**Instructions for the task**: Starting at the line that contains "last of three.", copy every line to the end of the material below exactly, and omit the pictures.
::::::
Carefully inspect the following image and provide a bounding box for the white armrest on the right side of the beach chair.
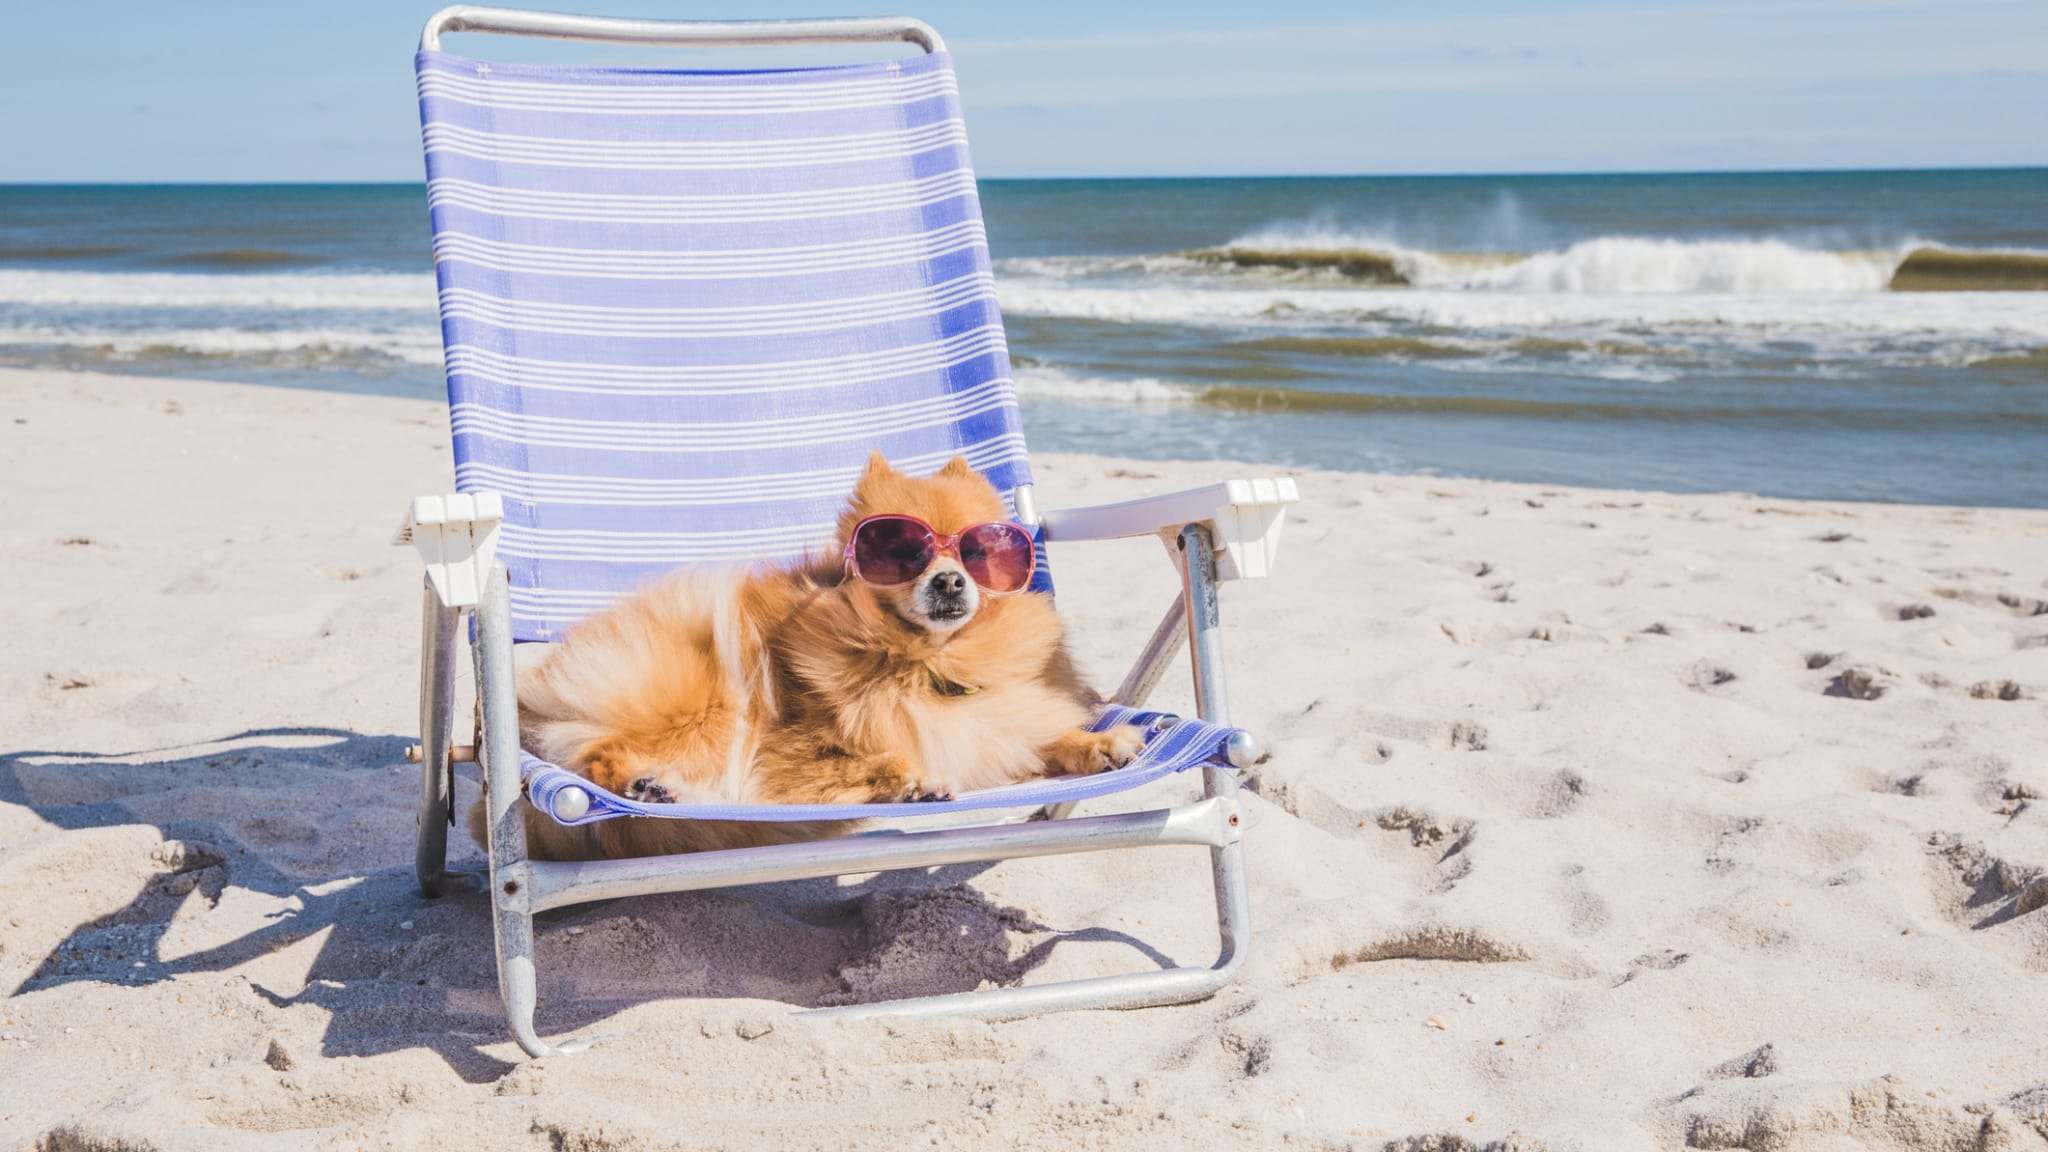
[1040,476,1300,580]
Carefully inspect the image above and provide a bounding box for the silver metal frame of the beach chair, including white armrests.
[401,6,1294,1058]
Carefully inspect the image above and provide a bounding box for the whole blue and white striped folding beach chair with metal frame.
[401,6,1294,1056]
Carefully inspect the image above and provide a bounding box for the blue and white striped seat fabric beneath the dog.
[520,703,1239,826]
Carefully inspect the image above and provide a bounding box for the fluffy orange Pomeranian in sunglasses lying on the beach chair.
[489,453,1145,859]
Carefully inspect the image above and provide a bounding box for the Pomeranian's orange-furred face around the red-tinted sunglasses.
[840,453,1006,635]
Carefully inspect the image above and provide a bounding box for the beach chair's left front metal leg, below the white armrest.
[477,566,588,1058]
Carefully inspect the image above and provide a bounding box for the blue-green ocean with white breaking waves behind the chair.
[0,170,2048,506]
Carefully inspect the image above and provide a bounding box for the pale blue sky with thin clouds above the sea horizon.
[0,0,2048,182]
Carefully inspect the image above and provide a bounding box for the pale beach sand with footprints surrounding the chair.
[0,371,2048,1150]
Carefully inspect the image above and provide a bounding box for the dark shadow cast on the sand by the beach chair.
[0,728,1174,1082]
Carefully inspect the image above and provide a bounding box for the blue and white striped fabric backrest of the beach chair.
[418,42,1030,640]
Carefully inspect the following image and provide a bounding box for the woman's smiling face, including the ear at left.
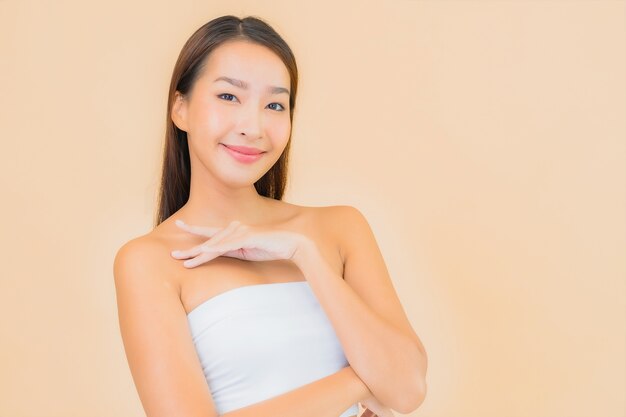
[172,40,291,187]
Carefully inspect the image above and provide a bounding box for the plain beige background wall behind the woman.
[0,0,626,417]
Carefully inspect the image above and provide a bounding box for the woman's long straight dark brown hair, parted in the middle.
[154,15,298,227]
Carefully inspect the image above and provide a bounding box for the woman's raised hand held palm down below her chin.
[171,220,305,268]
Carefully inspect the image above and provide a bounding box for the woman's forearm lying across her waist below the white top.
[221,366,372,417]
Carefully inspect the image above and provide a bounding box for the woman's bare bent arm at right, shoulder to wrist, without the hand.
[292,206,427,413]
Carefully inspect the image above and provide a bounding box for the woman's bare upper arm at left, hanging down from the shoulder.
[114,235,217,417]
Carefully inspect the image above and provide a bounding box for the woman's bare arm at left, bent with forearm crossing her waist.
[113,238,372,417]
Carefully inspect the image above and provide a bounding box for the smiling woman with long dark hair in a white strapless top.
[114,16,426,417]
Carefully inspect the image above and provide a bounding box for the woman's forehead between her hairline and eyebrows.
[197,40,289,89]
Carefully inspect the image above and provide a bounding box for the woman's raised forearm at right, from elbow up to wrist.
[294,239,425,413]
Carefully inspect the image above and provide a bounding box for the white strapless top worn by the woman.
[187,281,358,417]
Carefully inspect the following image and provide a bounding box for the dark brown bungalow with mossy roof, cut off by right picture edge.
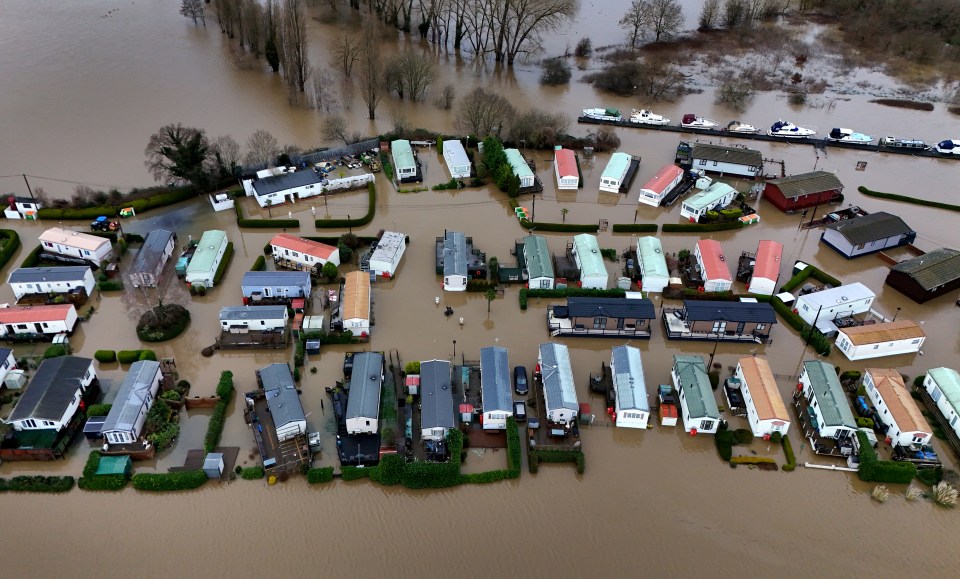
[886,247,960,304]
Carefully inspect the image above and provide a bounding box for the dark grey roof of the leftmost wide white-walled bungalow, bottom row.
[7,356,93,422]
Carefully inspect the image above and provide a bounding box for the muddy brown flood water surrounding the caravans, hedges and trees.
[0,0,960,577]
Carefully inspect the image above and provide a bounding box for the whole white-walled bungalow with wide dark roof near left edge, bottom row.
[4,356,97,432]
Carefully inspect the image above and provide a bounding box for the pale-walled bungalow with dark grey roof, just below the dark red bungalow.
[820,211,917,259]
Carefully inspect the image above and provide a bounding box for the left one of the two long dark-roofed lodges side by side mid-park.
[547,297,656,339]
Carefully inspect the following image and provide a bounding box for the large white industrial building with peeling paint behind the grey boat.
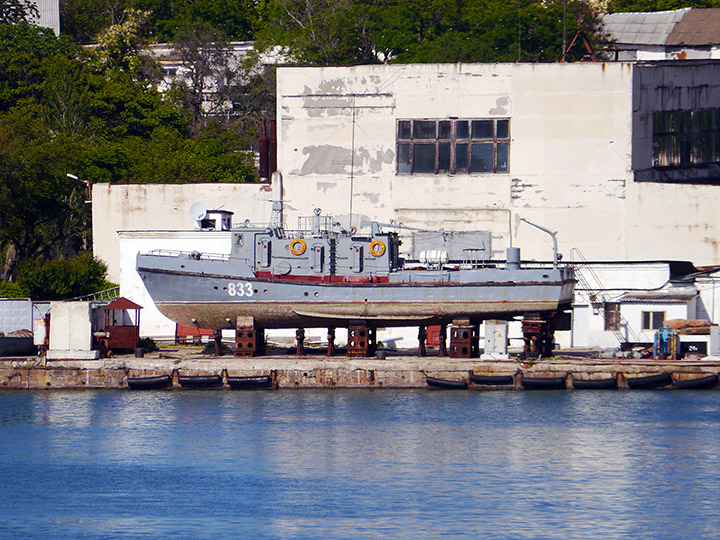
[93,61,720,354]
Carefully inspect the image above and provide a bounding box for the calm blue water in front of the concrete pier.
[0,390,720,539]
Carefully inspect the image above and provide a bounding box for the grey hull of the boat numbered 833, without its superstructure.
[137,254,574,329]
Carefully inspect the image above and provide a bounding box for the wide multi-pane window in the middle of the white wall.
[397,118,510,174]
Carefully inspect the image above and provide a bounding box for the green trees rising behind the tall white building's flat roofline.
[257,0,603,64]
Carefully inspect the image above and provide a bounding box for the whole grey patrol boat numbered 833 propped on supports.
[137,202,575,330]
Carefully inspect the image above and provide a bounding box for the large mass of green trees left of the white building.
[0,20,256,278]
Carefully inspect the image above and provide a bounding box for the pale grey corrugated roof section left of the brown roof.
[602,8,692,45]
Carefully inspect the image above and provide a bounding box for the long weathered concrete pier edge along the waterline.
[0,351,720,389]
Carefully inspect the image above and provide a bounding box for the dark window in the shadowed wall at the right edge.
[653,109,720,168]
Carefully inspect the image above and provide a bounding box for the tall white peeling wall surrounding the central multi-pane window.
[278,63,720,264]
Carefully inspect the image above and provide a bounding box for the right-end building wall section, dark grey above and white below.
[627,62,720,265]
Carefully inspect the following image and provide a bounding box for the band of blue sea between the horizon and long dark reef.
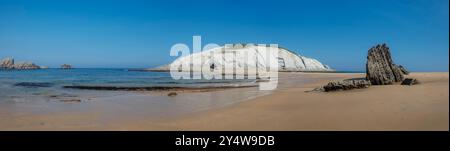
[0,69,253,87]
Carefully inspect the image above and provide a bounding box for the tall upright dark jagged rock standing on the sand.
[366,44,407,85]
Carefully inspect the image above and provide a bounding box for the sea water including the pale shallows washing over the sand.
[0,69,268,120]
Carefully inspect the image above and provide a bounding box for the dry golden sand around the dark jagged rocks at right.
[156,73,449,131]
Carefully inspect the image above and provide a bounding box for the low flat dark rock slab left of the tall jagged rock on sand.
[322,80,371,92]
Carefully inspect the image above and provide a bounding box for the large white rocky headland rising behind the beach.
[151,44,334,73]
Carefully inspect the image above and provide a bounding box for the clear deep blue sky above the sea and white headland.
[0,0,449,71]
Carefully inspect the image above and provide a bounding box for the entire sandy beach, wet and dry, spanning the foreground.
[0,72,449,131]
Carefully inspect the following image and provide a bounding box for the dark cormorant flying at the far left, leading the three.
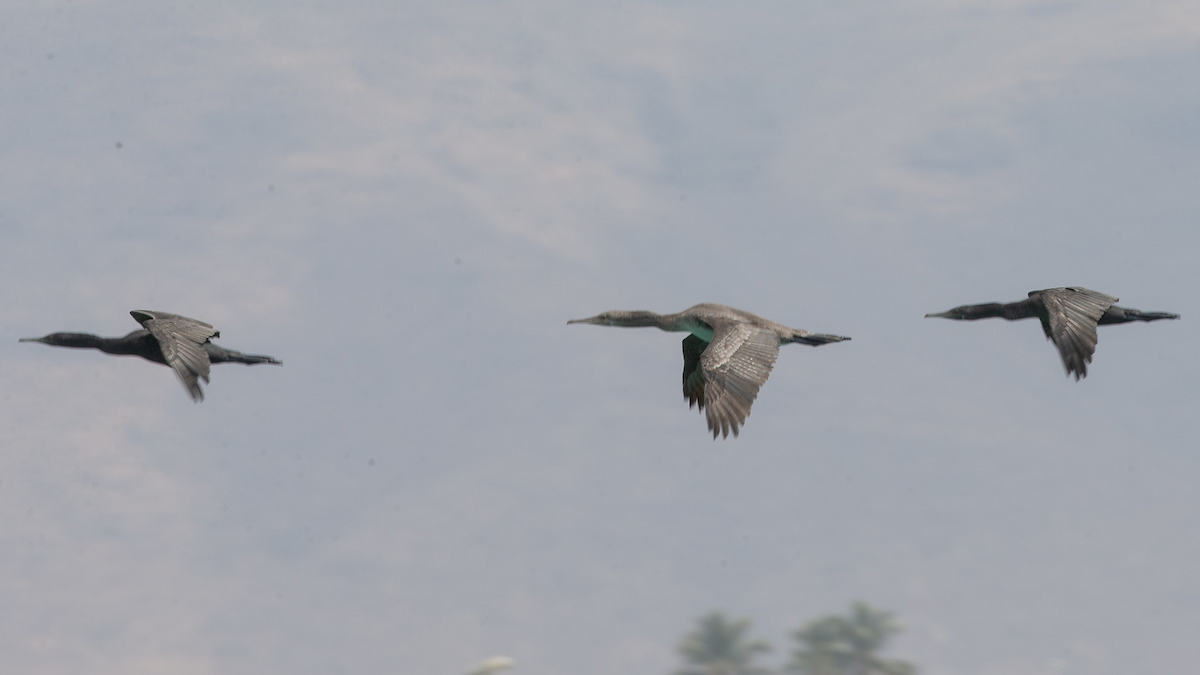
[19,310,283,402]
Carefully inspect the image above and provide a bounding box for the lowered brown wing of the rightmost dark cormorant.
[1042,288,1117,381]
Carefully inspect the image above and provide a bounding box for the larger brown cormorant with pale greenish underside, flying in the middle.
[566,303,850,438]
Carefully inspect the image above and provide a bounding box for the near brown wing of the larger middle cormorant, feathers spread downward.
[685,321,779,438]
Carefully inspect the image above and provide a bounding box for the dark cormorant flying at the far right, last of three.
[925,286,1180,382]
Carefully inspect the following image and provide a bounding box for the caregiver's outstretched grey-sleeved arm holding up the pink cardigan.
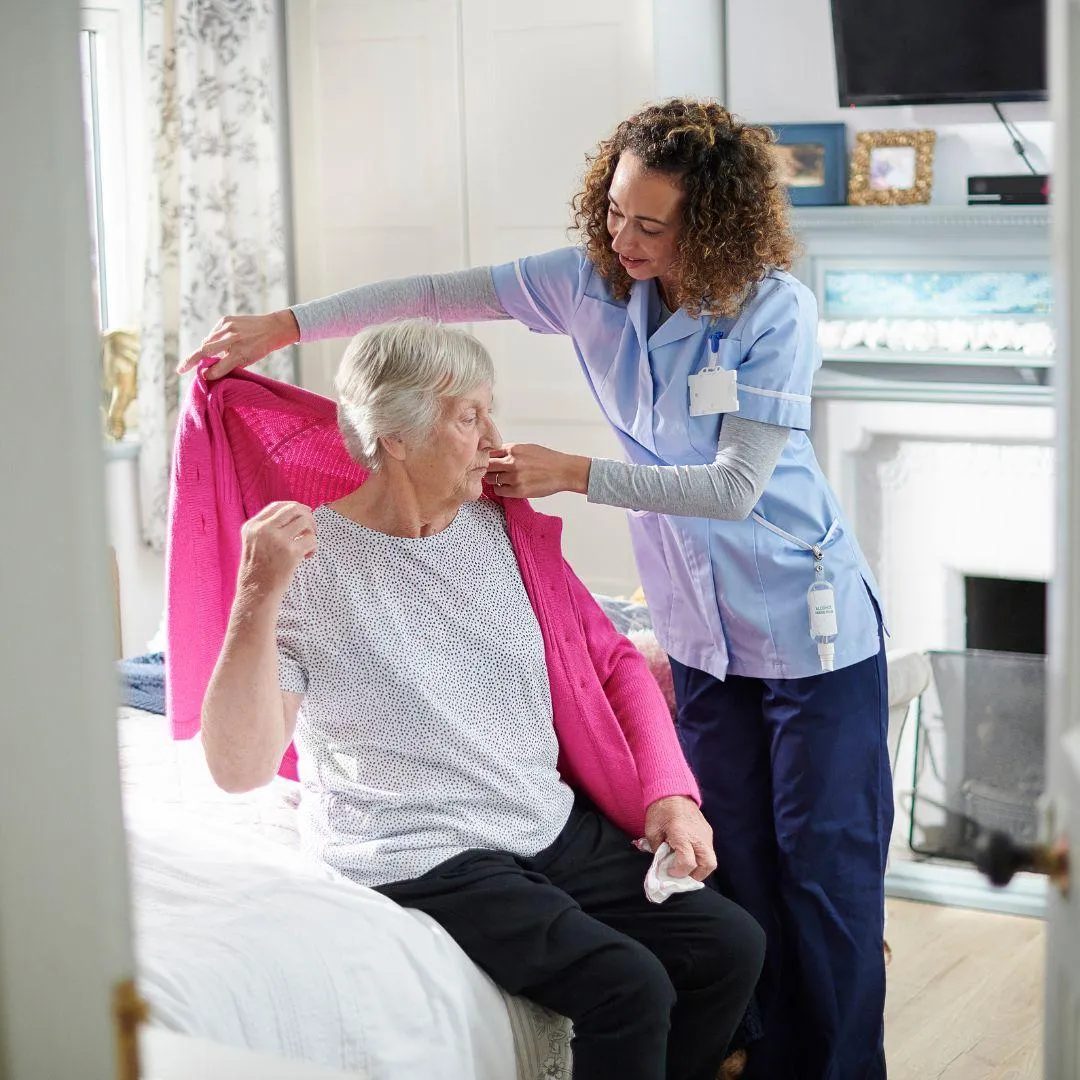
[177,267,510,379]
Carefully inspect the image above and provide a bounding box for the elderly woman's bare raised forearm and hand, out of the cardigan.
[202,502,315,793]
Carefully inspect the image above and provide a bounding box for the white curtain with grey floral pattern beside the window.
[138,0,295,550]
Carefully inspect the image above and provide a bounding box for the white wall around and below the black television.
::::::
**Response to the exercise**:
Carefully inspect the image above and provide a bounding box for the dark cormorant flying at the far right, last of three.
[925,286,1180,382]
Carefully inspect the following image and provide a bounding box for the caregiver's outstretched grey-sleeved arm holding up the pink cardigan.
[177,267,510,379]
Carefully inspect the image above and provide a bounding box for the elderly woman's bare raised forearm and hand, out of the cardigan.
[202,502,315,793]
Carefully inspect the image above and provide a bounding box for the white curtain with grey floral pattern beside the window.
[138,0,295,550]
Carefully inspect the image above and provide a bounding box for the white wall around and below the black television.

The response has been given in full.